● EXERCISE REQUIREMENTS: Copy every one of the records below again, word for word, leaving nothing out.

---------- INFORMATION GIVEN ----------

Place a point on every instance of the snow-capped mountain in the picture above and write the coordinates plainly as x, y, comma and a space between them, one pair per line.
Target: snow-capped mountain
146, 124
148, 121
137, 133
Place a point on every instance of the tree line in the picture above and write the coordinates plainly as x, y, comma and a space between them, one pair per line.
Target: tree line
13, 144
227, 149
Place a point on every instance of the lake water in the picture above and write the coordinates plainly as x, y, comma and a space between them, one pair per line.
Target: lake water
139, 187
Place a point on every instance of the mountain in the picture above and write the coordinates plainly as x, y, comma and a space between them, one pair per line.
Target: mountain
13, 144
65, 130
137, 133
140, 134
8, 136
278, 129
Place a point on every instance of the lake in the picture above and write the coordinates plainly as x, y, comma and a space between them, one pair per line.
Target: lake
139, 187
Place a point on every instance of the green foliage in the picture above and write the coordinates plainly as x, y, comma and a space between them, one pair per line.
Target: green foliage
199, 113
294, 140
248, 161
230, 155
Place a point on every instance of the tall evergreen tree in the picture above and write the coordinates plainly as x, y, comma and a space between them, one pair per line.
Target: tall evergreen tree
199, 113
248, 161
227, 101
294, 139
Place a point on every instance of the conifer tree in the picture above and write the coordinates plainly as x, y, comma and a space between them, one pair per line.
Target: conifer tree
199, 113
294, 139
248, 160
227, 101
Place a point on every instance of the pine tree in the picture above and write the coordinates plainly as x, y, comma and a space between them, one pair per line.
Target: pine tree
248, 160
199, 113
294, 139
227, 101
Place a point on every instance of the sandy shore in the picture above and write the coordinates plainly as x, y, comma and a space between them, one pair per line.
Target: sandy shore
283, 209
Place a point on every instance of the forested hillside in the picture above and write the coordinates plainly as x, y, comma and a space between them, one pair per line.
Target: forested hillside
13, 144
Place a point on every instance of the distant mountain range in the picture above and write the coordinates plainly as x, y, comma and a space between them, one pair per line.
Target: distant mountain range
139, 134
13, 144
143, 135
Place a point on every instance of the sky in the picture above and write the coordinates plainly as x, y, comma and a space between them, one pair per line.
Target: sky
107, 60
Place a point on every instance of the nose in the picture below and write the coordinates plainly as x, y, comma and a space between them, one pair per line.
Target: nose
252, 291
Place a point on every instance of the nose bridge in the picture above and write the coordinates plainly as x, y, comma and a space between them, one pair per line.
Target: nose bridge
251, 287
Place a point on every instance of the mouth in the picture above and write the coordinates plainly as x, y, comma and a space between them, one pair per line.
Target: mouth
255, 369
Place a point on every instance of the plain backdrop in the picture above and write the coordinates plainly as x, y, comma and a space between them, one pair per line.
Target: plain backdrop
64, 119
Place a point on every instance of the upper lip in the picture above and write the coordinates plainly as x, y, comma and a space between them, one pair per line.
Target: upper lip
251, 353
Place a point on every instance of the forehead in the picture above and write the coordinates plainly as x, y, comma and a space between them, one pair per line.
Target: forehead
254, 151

----------

● TASK SOLUTION:
Place a point on every instance of the snow-capped mountain in the picture above and write the coordinates plainly as x, y, comma and a space between them, one pair per line.
Target: snow-capped mountain
146, 124
148, 121
137, 133
Place a point on every instance of the tree line in the picture above and write the coordinates plainly as x, y, comma and a space between them, one pair per line.
Target: tree line
13, 144
227, 149
Place a point on every instance of the lake water in the picture above and write the coordinates plainly as x, y, comma and a space between them, one pair per line.
Target: lake water
139, 187
Place a point on every instance of the mountain in the picture above and write the coordinates plainly as x, y, comma and a space between them, one pair per line.
Target: mountain
13, 144
65, 130
137, 133
140, 134
8, 136
278, 129
Place a point on every instance of the lake in the picture above and write the coordinates plainly as x, y, comma and a space between them, one pair per line.
Target: lake
139, 187
Place a point on every instance of the green foliage in the picture above and write the coordinates plainly as x, y, comma and a space between them, one pair per line.
Target: green foliage
199, 113
294, 140
248, 161
230, 155
Place a point on every instance of the tall evergreen tree in the picture above and write the coordinates plainly as x, y, comma and a space between them, one pair per line.
Target: tall evergreen tree
199, 113
248, 161
227, 101
294, 139
Place a point on every instance of the conifer tree in the picture above and write the coordinates plainly as x, y, comma and a space between them, one pair per line.
Target: conifer tree
199, 113
294, 139
248, 160
227, 101
Place a point on every instance of the pine tree in the picture above and write the coordinates plainly as x, y, comma and a space between them, one pair per line.
Target: pine tree
248, 160
199, 113
294, 139
227, 101
Place a point on every instance of the sandy shore in the picture above and write the coordinates plainly as x, y, comma and a space between them, one pair per line.
Target: sandy shore
283, 209
Place a point on every instance of the forested hillside in the picture above and write the coordinates plainly as x, y, comma and a space between them, one pair per line.
Target: forested hillside
13, 144
Place a point on every instance of the distant mountain range in the picture above and write the coordinates plainly as x, y, comma and a space between them, one pair per line.
Target: distant mountain range
139, 134
13, 144
143, 135
Place a point on every instance of the sky in the picture above and write the coordinates plainly as x, y, comma and a space between them, one pair per line.
Target: sky
107, 60
Place a point on every instance of the nose in the picture below and write the coordinates plainly as x, y, comma and a space between them, one pair per line.
Target: nose
252, 291
Place a point on every instance of the nose bridge in the picture above and write the coordinates plainly as x, y, comma and a space between them, one pair per line.
Target: nose bridge
251, 287
Place a point on every instance of the mouth in the picture above and write the coordinates plainly as x, y, comma and a space between them, one pair per line.
Target: mouth
255, 369
Place a point on every instance of the plain backdrop in the picture above and write the coordinates plainly as x, y, comma and a space between them, one pair per line.
Target: plain backdrop
64, 119
Place a point on every instance of the upper lip in the picture above and write the coordinates plainly as x, y, comma and a space between them, one pair per line.
Target: upper lip
251, 353
Place a point on every instance of the forehead in the picture above and write the coordinates plainly as x, y, comma and a space between them, one pair per line.
Target: forehead
254, 151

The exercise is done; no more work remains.